• To do:
Please rewrite each of the rows with "marker" replaced by "point", leaving everything else unchanged.

[Entries from a pointing dataset]
—————
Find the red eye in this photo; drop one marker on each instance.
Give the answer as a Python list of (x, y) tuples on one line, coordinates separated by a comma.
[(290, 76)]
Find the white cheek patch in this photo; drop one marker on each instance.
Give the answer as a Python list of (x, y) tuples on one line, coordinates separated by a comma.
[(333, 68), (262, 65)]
—————
• Response:
Find the red eye in this photo; drop one point on each instance.
Give the answer as a Python list of (x, y) tuples on one line, coordinates separated by a comma.
[(290, 76)]
Find the white cheek patch in this photo; drop one point on each instance.
Give the answer as a Python list of (x, y) tuples on one line, coordinates separated by a comma.
[(333, 68), (262, 65)]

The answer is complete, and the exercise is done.